> **Text to read**:
Pictures were taken on Snows Mountain in New Hampshire

I ordered the Fox XL mudguard for the front and a RRP Proguard for the rear. We'll see if the RRP fits when it gets here. I've never been big on rear fenders but this looks pretty low profile and unobtrusive so we'll see. 

I'm putting a 210mm OneUp dropper on my Switchblade and am going to swap my 175mm to the APP (easier than typing Altitude PowerPlay). My size medium came with a 150mm and its noticeable how short it is. Thankfully both bikes are 30.9 posts

Congrats on the rims and cranks


----------



## blaklabl (Mar 14, 2011)

Here is my Turbo Levo, stock except for the Factory 38 & Float X; OneUp Carbon Bars & RevGrips; Pedaling Innovations Catalyst Pedals. Love this bike. After 35 years of doing it under 100% my own power this was just the breath of fresh air I needed to keep me engaged in this sport.


----------



## Sparticus (Dec 28, 1999)

blaklabl said:


> Here is my Turbo Levo, stock except for the Factory 38 & Float X; OneUp Carbon Bars & RevGrips; Pedaling Innovations Catalyst Pedals. Love this bike. After 35 years of doing it under 100% my own power this was just the breath of fresh air I needed to keep me engaged in this sport.
> 
> View attachment 1982952


Nice!
Do you recommend the RevGrips?
My doc believes I'm starting to get arthritis in my left thumb joint.
Thanks,
=sParty


----------



## nhodge (Jul 6, 2004)

Sparticus said:


> Nice!
> Do you recommend the RevGrips?
> My doc believes I'm starting to get arthritis in my left thumb joint.
> Thanks,
> =sParty


Paying the price for shifting that front derailure all those years


----------



## blaklabl (Mar 14, 2011)

Sparticus said:


> Nice!
> Do you recommend the RevGrips?
> My doc believes I'm starting to get arthritis in my left thumb joint.
> Thanks,
> =sParty


To be completely honest, I have used them on a couple of bikes and can't say that they have made a huge difference FOR ME. I know a lot of guys swear by them. I don't mind them, I don't notice them, but I also don't notice really any more benefit that good pair of Oury grips, or really any good push-on grips with decent padding/compound. That being said, they have excellent and responsive customer service that I appreciate.


----------



## Sparticus (Dec 28, 1999)

Thanks, guys. For now, a pre-ride dose of Ibuprofen seems to do the job.
Guess I'll hold off on the $90 grips for another little while.
=sParty


----------



## jackshack (May 11, 2011)

Sparticus said:


> Thanks, guys. For now, a pre-ride dose of Ibuprofen seems to do the job.
> Guess I'll hold off on the $90 grips for another little while.
> =sParty


The grips question sparked my interest here - I pulled the Deity grips off of my Levo before my first ride and installed my trusty Oury's. A dozen rides later I decided to try the Deity's and as it turns out they actually make a big difference to me. Installed correctly they are comfortable on the palm and provide really good grip at the fingers. I'm sure many reading this are saying DUH but until trying these grips, they have always been just a color accessory and I bought the Oury's because they reminded me of my dirtbike from yesteryear. I think the Deity's can be had for around $25.

> **Exercise tasks**:
(1) From the mountain bike forum thread, list every part on blaklabl's Turbo Levo that blaklabl says is not stock.
(2) Answer these from the mountain bike forum thread:
(a) What length of OneUp dropper post is going on the Switchblade?
(b) What price does Sparticus give for the grips he decides to hold off on?
(c) Roughly what does jackshack think the Deity grips cost?
(3) Write the next reply in the mountain bike forum thread, following on from jackshack's post about the Deity grips.

> **Material shown**:
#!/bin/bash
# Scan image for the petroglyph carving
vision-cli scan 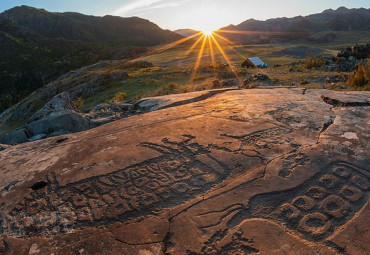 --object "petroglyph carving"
[0,135,230,236]
[249,162,370,241]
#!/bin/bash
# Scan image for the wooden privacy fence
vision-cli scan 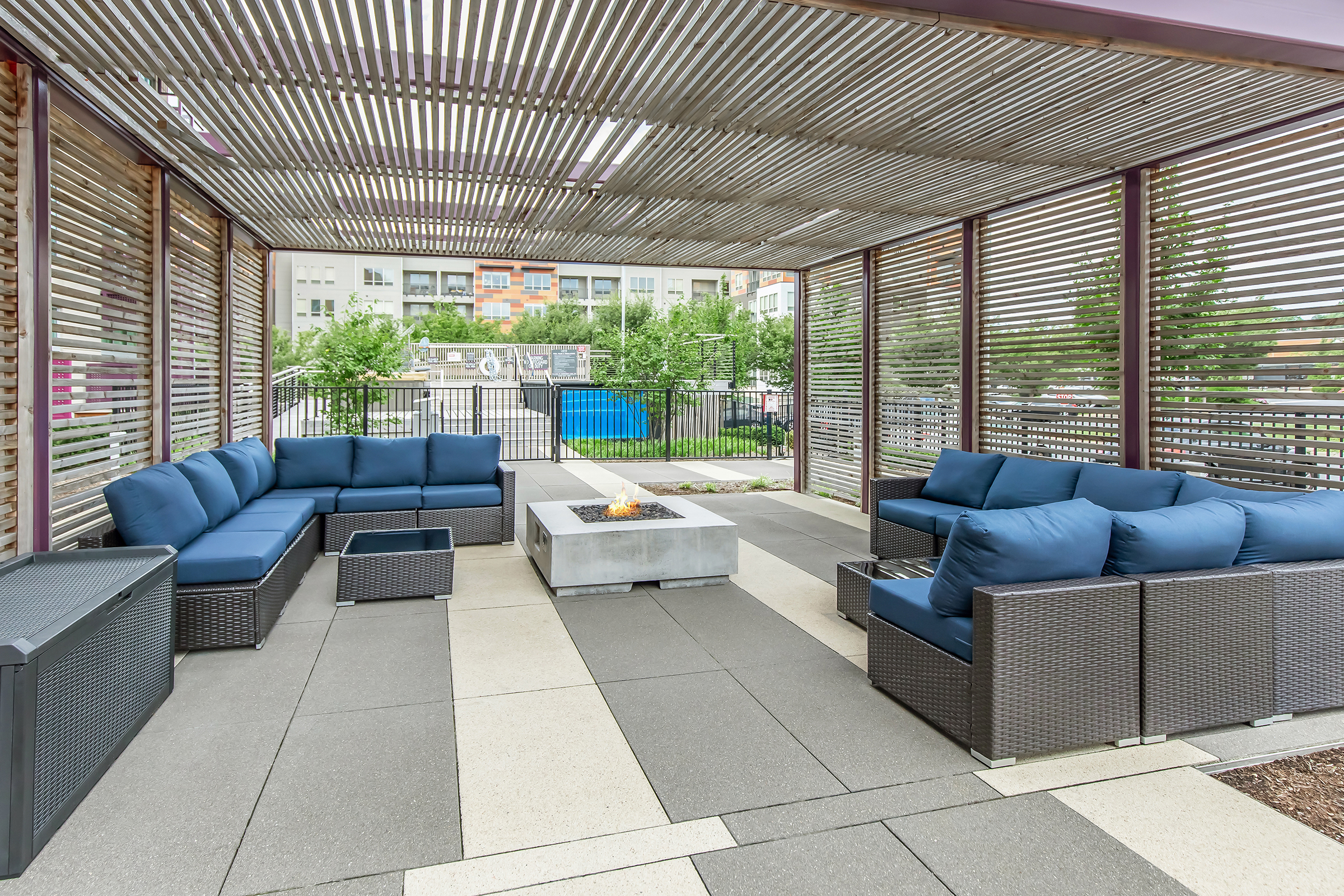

> **Task answers**:
(1)
- Factory 38
- Float X
- OneUp Carbon Bars
- RevGrips
- Pedaling Innovations Catalyst Pedals

(2)
(a) 210mm
(b) $90
(c) Around $25

(3)
----------



## Ipe (Jan 28, 2014)

Grips are like the saying about wheel size: Pick one and be a d!ck about it 

Maybe I'm just super picky (entirely possible, just sayin) but once I have a contact point preference I try to keep it standardized between all the bikes: Grips, pedals, saddle. It just makes it easier switching between bikes. 

All that said the Rev Grips are intriguing what with tendonitis that flairs up now and then


----------



## Ipe (Jan 28, 2014)

So I received the Fox XL mud guard and the RRP Proguard and got them installed. Gotta say, while both items were a bit spendy I am very happy with them.
On my first ride I finished up and discovered the rear pivots, linkage areas, and backside of the motor were covered in mud. Way more than I would have expected for the conditions. That's why I wanted the RRP Proguard. I've got it "temporarily" installed at the moment but it's worked out great. No more buildup.
All that sunshine aside, know that it doesn't do jack sheet for you, the rider. You're still going to get splashed and splattered. But the bike wear areas will be much happier. That was important to me. To you, maybe not as much.
As for the front, well, the Fox XL guard is pretty much perfect.


----------



## BigJZ74 (Jul 18, 2010)

First Time riding in Pacifica, CA today....instead of spectacular Cliff side views we got the NorCal Marine layer fog. 2022 Orbea Rise H15 w/ Fox 38/DHX2


----------



## Battery (May 7, 2016)

I'm now a proud owner of a yellow Santa Cruz 5010! I now have 2 yellow bikes in my garage. My Levo is yellow w/ red pedals/grips and my 5010 has blue pedals/grips (not pictured).


----------



## Prairie Dog (8 mo ago)

2022 Levo Comp Carbon - Recently had it Ridewrapped and added a Renthal carbon Fat bar to the mix.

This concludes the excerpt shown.